» REQUIRED WORK
Somewhere below are a line with "Where can the woman taking" and a later line with "Where can the crowd". Output exactly those lines and all lines between them.
******
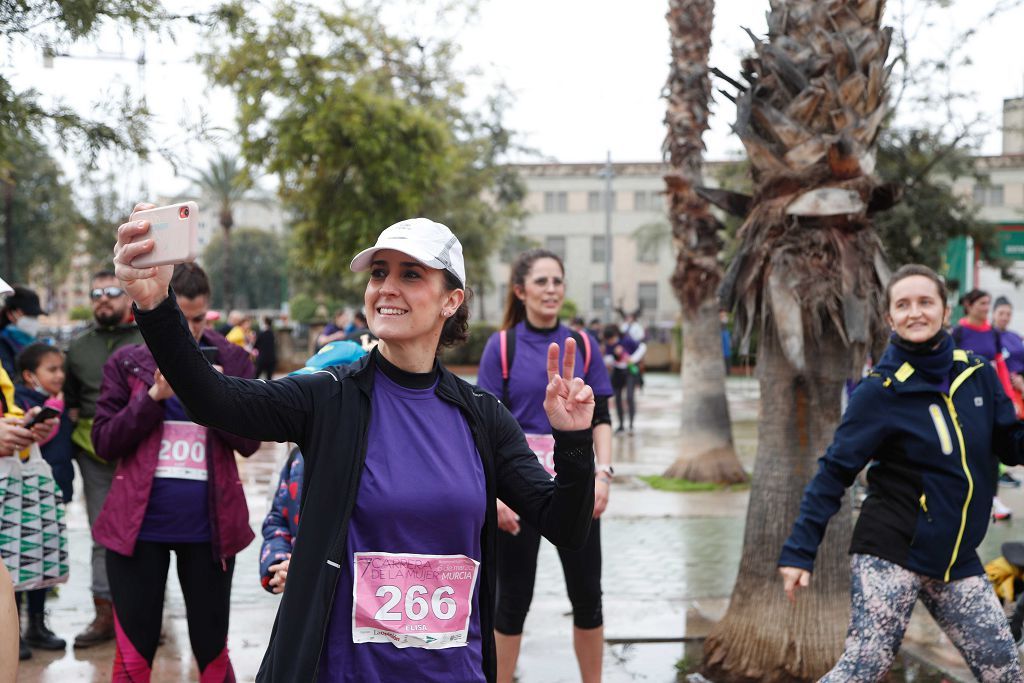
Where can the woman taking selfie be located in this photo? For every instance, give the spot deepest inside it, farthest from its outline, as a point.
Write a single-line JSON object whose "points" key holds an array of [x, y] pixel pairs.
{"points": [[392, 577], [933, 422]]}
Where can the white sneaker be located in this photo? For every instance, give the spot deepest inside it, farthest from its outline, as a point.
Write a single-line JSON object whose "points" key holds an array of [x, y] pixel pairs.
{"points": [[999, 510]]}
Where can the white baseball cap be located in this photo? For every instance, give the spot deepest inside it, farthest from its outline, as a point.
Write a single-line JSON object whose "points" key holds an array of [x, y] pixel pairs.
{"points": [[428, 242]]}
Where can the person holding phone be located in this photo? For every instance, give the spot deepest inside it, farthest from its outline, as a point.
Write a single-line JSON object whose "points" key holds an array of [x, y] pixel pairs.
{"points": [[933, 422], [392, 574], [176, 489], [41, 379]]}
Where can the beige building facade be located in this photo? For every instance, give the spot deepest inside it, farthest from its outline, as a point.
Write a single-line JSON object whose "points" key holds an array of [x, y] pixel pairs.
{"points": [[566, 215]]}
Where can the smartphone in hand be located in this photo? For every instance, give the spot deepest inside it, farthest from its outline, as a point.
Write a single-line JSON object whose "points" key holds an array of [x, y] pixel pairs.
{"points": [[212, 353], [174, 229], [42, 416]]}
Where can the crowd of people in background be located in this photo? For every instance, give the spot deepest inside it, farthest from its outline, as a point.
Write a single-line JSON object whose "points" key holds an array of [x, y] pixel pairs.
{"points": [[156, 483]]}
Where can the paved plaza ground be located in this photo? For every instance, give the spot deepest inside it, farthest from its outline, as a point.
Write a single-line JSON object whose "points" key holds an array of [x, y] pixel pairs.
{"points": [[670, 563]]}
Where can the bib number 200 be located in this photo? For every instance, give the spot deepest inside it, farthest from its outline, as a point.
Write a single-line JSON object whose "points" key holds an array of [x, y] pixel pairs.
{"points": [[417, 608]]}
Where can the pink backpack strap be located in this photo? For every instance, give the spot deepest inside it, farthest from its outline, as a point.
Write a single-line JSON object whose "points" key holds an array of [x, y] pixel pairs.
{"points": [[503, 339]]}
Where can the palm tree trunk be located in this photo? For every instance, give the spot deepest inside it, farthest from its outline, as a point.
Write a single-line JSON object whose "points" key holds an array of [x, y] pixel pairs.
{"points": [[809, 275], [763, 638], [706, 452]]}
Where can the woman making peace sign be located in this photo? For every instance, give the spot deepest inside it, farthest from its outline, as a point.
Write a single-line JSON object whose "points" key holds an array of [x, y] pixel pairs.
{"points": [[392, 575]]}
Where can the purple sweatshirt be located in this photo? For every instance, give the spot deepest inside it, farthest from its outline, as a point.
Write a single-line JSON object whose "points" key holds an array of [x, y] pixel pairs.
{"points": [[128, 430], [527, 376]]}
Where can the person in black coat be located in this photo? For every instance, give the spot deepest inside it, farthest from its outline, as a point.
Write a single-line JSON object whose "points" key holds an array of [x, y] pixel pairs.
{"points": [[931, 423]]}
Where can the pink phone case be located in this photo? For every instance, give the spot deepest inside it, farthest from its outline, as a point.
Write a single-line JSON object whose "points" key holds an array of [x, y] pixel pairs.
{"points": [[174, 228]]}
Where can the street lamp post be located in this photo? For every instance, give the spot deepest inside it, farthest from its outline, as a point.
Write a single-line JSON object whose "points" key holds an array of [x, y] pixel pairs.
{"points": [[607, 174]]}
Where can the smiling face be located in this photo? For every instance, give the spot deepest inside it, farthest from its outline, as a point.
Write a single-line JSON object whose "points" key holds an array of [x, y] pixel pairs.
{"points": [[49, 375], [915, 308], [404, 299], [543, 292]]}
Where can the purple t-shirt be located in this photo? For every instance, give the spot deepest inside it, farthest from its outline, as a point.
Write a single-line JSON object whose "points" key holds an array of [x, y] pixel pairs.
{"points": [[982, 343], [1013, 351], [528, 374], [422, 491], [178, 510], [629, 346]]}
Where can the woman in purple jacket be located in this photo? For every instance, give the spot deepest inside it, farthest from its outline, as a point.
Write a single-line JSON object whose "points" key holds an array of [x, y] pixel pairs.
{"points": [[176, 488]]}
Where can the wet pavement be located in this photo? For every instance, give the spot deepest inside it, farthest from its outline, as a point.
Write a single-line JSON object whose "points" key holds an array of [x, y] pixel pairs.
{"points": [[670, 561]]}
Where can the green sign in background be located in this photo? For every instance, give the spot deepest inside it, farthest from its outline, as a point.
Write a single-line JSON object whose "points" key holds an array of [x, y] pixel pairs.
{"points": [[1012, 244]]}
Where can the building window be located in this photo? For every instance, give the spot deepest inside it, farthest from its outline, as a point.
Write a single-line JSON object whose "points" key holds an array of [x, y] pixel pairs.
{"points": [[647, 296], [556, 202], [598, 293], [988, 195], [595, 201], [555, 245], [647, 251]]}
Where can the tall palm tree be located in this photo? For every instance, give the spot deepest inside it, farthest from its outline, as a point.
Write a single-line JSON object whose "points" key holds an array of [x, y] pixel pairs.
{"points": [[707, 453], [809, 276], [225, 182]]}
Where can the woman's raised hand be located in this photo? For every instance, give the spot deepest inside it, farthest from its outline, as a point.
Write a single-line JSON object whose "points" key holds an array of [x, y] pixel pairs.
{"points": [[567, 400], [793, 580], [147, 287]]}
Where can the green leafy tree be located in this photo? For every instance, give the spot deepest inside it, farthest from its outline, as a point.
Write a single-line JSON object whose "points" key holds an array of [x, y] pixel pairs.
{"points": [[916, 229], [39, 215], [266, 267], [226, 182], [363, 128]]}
******
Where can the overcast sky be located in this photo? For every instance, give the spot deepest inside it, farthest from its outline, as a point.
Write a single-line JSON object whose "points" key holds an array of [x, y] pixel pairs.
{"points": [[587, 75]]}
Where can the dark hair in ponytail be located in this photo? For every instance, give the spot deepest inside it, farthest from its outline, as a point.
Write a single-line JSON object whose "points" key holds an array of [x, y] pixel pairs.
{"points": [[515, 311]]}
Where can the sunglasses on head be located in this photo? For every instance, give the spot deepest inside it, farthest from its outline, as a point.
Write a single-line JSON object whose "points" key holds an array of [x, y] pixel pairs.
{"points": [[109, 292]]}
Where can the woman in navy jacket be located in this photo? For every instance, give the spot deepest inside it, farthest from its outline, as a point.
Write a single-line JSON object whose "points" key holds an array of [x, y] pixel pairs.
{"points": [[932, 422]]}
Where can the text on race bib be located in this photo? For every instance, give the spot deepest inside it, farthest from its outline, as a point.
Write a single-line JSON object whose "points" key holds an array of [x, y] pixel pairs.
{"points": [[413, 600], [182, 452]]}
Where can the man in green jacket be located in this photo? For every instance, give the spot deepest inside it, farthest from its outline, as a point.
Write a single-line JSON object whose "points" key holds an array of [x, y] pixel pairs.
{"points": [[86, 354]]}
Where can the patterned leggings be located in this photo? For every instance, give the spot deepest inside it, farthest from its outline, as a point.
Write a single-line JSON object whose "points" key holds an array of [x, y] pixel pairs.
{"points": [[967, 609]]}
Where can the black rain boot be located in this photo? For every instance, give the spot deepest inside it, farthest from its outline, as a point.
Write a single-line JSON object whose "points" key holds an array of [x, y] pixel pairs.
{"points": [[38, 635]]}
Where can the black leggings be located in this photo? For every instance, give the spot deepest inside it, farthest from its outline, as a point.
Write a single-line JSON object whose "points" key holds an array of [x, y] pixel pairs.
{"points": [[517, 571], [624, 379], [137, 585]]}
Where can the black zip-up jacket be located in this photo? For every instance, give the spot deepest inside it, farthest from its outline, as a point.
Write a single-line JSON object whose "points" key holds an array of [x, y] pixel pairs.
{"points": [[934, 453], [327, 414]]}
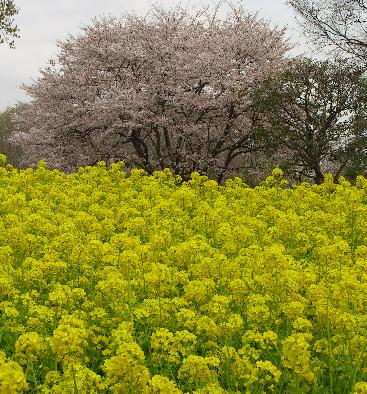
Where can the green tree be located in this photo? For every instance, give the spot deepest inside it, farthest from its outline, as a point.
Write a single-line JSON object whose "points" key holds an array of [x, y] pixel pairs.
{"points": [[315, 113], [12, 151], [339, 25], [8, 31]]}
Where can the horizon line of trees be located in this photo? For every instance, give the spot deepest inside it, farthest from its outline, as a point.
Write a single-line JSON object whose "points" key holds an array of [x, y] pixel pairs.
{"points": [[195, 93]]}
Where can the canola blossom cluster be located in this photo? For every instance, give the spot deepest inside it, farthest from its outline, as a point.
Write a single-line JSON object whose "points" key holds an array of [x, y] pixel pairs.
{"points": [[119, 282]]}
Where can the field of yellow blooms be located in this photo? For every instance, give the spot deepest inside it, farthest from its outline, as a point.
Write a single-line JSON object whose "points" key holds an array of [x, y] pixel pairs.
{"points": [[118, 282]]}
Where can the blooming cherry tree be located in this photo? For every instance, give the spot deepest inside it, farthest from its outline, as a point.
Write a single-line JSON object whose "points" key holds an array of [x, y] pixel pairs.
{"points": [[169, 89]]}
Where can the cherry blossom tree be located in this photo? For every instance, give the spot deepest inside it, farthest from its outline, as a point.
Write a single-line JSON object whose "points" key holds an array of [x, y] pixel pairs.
******
» TASK SOLUTION
Where can the woman taking selfie be located in this photo? For every instance, give the spot deepest inside it, farthest from its outline, as a point.
Write a single-line JSON object whose "points" key holds an array of [x, y] pixel pairs.
{"points": [[392, 577], [933, 422]]}
Where can the white sneaker be located in this photo? For every instance, give the spot deepest inside it, farthest from its outline, as a point.
Write a single-line JSON object whose "points" key holds an array of [x, y] pixel pairs.
{"points": [[999, 510]]}
Where can the white baseball cap be located in this photo? For every instance, give the spot deepest inside it, farthest from its outline, as a point.
Write a single-line JSON object whose "points" key holds an array of [x, y] pixel pairs.
{"points": [[428, 242]]}
Where can the person holding phone be located in this photo? For every instance, give the spot deepest inside it, farthest from its outline, as a point.
Write a single-line JSON object whose "points" key holds an array of [x, y] pixel pairs.
{"points": [[933, 422], [392, 574], [176, 489], [41, 379]]}
Where can the beige building facade be located in this photo? For every instance, give the spot deepest inside it, farthest from its outline, as a point.
Write a single-line JSON object whose "points" key holds an array of [x, y] pixel pairs.
{"points": [[566, 215]]}
Where can the smartphone in hand be located in this photo? For every instance, give the spot deepest inside it, farthest from its outline, as a point.
Write a single-line JSON object whose "points" key holds an array of [x, y] pixel pairs.
{"points": [[212, 353], [174, 229], [42, 416]]}
Where can the crowd of people in background be located in this photo? For every instance, give the spot deepest inside it, farthest from its outline, as a point.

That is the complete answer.